These days, people tend to get their first impression from a brand on social media. So, how does your social media presence stack up against your competitors? If you really want an informed strategy, knowing what rival companies are doing in the space is key so you can strategize ways to set your brand apart. Plus, with social media platforms making it easy to find, track, and analyze competitors, your team can easily put together an audit in no time.

Look at the content competitors are publishing and ask:

  • What messaging and media are being implemented?
    •  Video? Images? User Generated Content (UGC)? 

  • What demographics do they appear to be targeting? 

  • How much are they spending?

  • How frequently – and when – are they posting?

  • Are they using influencers or partnering with other businesses to boost visibility?

  • What seems to be performing well and what doesn’t? 

Answering these questions will give you insight into how to make your social media campaigns better and increase the likelihood that you can gain better traction on these channels.

Make sure you audit your competitors at least once a year to see what new strategies they might be leveraging. 

Also, you don’t always have to limit your search to direct competitors for inspiration. You can browse other industries to see the latest trends your team could implement or even take note of the campaigns that resonate with you in your personal use of social media. 

2. Understand your audience’s social media preferences

Knowing your customers is one of the most important foundational steps for any marketing campaign. Social media gives us the power to cultivate a massive collection of customer data that we can use to guide business decisions and our marketing strategies.

Apart from general demographics information, the following are good questions to ask when compiling audience data for your campaigns:

Which platform(s) does your customer base use? 

Do all of my buyer personas gravitate toward the same platform? Or are they divided in their preferences?

What do your customers value?

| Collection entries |

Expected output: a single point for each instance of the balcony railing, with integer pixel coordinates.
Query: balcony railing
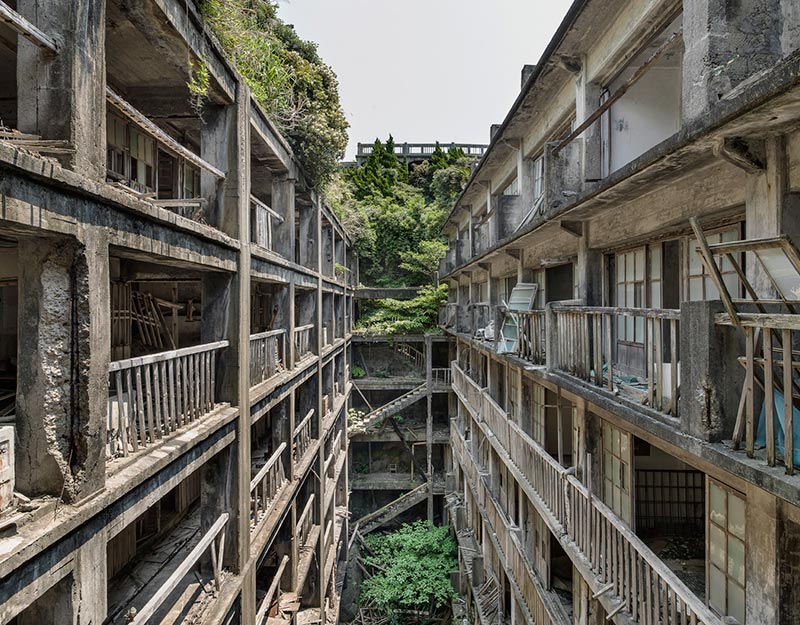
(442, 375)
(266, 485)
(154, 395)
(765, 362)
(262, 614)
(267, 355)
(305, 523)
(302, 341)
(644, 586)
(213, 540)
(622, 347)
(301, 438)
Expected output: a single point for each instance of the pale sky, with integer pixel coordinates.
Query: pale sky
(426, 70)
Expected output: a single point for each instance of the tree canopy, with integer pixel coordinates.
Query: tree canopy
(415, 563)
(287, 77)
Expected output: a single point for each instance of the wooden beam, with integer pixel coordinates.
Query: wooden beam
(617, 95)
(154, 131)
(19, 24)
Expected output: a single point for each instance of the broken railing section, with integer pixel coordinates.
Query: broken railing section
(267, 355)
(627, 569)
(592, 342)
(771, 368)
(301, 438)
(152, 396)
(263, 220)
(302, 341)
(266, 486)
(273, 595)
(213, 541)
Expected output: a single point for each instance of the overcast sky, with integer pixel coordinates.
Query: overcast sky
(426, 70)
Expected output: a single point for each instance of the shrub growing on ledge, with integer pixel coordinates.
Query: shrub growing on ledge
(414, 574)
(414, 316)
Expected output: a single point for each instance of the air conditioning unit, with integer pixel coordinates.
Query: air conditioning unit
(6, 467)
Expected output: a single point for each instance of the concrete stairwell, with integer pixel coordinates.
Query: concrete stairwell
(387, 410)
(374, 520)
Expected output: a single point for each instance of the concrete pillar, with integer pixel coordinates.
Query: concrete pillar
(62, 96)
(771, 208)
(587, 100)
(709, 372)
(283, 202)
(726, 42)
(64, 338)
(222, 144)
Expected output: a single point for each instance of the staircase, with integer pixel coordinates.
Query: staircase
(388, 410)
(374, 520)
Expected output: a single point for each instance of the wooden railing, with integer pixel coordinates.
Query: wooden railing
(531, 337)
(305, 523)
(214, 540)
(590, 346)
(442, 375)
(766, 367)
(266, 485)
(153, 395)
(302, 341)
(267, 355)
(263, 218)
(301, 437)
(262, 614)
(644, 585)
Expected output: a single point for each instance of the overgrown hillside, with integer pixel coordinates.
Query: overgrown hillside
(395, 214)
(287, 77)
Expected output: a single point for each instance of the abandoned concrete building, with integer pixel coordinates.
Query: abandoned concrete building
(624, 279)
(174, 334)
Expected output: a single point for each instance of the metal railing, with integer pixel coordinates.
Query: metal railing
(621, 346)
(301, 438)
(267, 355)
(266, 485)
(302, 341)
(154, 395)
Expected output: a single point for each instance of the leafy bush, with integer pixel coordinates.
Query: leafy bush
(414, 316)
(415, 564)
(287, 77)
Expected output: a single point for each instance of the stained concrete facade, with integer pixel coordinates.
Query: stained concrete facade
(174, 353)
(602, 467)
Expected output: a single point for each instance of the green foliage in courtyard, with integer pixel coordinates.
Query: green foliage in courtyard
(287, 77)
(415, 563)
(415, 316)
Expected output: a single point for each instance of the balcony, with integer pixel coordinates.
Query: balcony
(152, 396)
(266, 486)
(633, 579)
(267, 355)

| Work request 1 |
Please check whether each statement below agrees with the social media marketing excerpt above. Answer yes or no for each and quote the words from the text that decide it. (a) The excerpt says people tend to get their first impression of a brand from social media. (b) It advises auditing competitors at least once a year. (c) It says inspiration should be sought only from direct competitors.
| Work request 2 |
Carry the social media marketing excerpt forward from its final line, "What do your customers value?"

| Answer section 1 |
(a) Yes: "These days, people tend to get their first impression from a brand on social media."
(b) Yes: "Make sure you audit your competitors at least once a year to see what new strategies they might be leveraging."
(c) No: "you don’t always have to limit your search to direct competitors for inspiration."

| Answer section 2 |
What do you need to convince your customers to buy your product or service? For example, 74% of younger people (gen Z and millennials)dislike being targeted by social media brands. Building trust with these generations involves a two-way dialogue, with sources such as blogs and online communities carrying far more credibility than traditional advertising. Younger users are much more resistant to being pitched at or sold to. They want an experience that feels organic and authentic.

Where are you in terms of brand awareness? 

Does your audience already recognize your brand? What do you want to change or maintain about how consumers perceive the brand on social media? 

Keep in mind that the answers to these questions may change on a campaign-to-campaign basis depending on the customer persona, product type, media type, etc. You may need to set up separate strategies for each social platform, or for each persona. 

Social media can provide you with some of this information if you don’t already have it. Use those insights. Based on Gartner’s research, only one percent of companies who regularly tap into their stores of social media and legacy customer data use it to its full potential.

When you understand the needs and expectations of customers, you can fundamentally reshape the sales funnel and shift the way customers view our brands.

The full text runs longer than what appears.